**Directions**
Revise the rows below so that every "woman" reads "mother", and leave everything else untouched.
***** Data supplied *****
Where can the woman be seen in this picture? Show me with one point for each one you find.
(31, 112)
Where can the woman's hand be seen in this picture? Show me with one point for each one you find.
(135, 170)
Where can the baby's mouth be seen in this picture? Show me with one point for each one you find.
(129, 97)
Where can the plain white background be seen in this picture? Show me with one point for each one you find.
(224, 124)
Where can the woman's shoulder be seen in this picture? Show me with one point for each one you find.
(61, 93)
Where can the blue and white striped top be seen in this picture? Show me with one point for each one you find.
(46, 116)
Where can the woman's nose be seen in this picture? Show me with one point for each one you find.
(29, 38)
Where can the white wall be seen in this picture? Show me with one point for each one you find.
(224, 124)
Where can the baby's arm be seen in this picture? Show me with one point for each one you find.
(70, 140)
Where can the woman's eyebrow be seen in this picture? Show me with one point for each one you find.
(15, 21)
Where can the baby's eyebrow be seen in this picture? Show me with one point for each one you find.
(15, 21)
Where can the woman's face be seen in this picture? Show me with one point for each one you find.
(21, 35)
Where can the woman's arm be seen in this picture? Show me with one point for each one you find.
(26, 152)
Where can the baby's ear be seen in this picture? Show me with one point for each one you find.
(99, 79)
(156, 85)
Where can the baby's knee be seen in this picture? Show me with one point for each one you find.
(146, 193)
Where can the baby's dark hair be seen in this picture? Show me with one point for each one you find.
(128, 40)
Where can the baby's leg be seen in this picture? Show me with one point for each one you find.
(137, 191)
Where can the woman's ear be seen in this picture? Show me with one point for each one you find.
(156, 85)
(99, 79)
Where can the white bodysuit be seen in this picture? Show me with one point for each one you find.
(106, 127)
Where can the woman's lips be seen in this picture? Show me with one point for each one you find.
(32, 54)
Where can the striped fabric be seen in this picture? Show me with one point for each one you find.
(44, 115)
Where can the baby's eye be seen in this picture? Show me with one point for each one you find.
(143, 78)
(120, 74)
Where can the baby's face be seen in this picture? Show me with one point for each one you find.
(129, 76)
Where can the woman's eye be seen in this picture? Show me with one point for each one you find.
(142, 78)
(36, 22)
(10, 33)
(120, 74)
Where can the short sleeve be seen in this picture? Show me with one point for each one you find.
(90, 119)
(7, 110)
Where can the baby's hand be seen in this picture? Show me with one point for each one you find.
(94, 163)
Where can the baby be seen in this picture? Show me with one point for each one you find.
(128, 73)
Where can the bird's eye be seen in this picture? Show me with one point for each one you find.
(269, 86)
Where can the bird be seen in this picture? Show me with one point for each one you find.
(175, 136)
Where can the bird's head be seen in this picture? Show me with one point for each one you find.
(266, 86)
*****
**Solution to the problem**
Where can the mother be seen in this picture? Show me with one point for each one you find.
(31, 112)
Where can the mother's hand be seen in this picture? Show me with one point for each one you find.
(135, 170)
Where can the baby's mouth be seen in this picture? Show me with one point for each one you find.
(129, 97)
Where can the plain white background be seen in this picture? Show me with one point for each one you find.
(224, 124)
Where can the mother's shoulder be seen in this picture? Show me with one point for each one you find.
(61, 93)
Where can the blue and white striped top be seen in this picture? Show me with one point for each one you find.
(46, 116)
Where can the mother's nose be seen in this picture? Show me with one point for each one you find.
(29, 38)
Where can the white wall be seen in this picture? Show me with one point for each one you find.
(224, 124)
Where can the baby's arm be seen in this picture? Show me with one point for each one you find.
(70, 140)
Where can the mother's eyebrow be seen in this picture? Show me with one point for each one you find.
(15, 21)
Where can the baby's eyebrow be seen in this picture? Show me with one point for each one you find.
(15, 21)
Where can the mother's face be seen in this picture? Show me with one point for each one you find.
(21, 35)
Where can the mother's arm be seen in this picture? Show me with one point for each one you find.
(26, 152)
Where can the baby's ear be seen in this picture? Show me with one point for each one you find.
(99, 79)
(156, 85)
Where can the baby's knee be seen in this picture? Show me with one point for each one you find.
(146, 193)
Where can the baby's dark hair be seen in this picture? Show me with one point for each one you find.
(128, 40)
Where can the baby's leg be seen in this picture? Show me with one point for each one you find.
(137, 191)
Where can the mother's ear be seen in this picture? Show me with one point for each one you find.
(156, 85)
(99, 79)
Where can the white bodysuit be seen in this picture? Show me with one point for each one you find.
(106, 127)
Where can the mother's lips be seen in this picture? Show me with one point for each one you find.
(32, 54)
Where can the striped fabric be seen in this picture? Show me with one point for each one you find.
(44, 115)
Where can the baby's eye be seen in this picture? Show me with one point for each one you find.
(143, 78)
(120, 74)
Where can the baby's face be seen in this picture? Show me with one point for each one you find.
(129, 76)
Where can the mother's eye be seen in this picture? Show me with one point for each one you find.
(142, 78)
(36, 22)
(10, 33)
(120, 74)
Where can the short sleeve be seen in this picture? Show me with one point for each one you find.
(90, 119)
(7, 110)
Where can the baby's hand be seen in this picture? Show me with one point for each one you find.
(94, 163)
Where can the baby be seen in this picture? Show me with one point for each one you find.
(128, 73)
Where can the bird's eye be seen in this picture? Show me with one point for each one you find.
(269, 86)
Where can the bird be seen in this picture? Show me with one point for each one you find.
(175, 136)
Where can the bird's head be seen in this picture? Show me with one point for each one you find.
(266, 86)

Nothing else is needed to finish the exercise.